* WHAT THE TASK REQUIRES *
Rewrite every line of the records below, requests included, scaling each coordinate in the answer points by 0.7 and rounding to whole numbers, with halves rounded up. Leave any numbers in the requests unchanged.

* MATERIAL TO PROCESS *
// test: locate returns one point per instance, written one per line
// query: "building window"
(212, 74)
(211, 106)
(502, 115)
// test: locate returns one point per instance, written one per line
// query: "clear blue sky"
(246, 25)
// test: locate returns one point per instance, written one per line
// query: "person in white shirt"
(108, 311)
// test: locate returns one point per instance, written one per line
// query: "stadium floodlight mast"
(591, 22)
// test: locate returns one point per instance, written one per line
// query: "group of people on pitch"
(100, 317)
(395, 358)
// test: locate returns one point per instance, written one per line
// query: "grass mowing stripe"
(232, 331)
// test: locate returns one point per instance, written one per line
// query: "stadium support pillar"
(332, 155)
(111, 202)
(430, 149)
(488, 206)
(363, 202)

* CORRECT RESULT *
// test: locate returns one point per instance, written one per line
// query: "building window"
(148, 52)
(148, 74)
(351, 81)
// test: locate returns one point per instance, written one per line
// query: "clear blue sky"
(172, 18)
// test: locate returns one point per instance, written one per line
// query: "person in white shirt"
(76, 218)
// test: locate returns one point per instance, written one per line
// query: "stadium floodlight mast"
(414, 15)
// test: locate returns one point per instance, written one per line
// query: "group of people on pitch"
(70, 222)
(277, 251)
// test: locate returns one point per instance, written one per line
// query: "grass mowing stripe"
(162, 232)
// test: locate returns one point per instance, written one per line
// query: "stadium support pillar"
(232, 109)
(78, 141)
(301, 104)
(342, 144)
(254, 141)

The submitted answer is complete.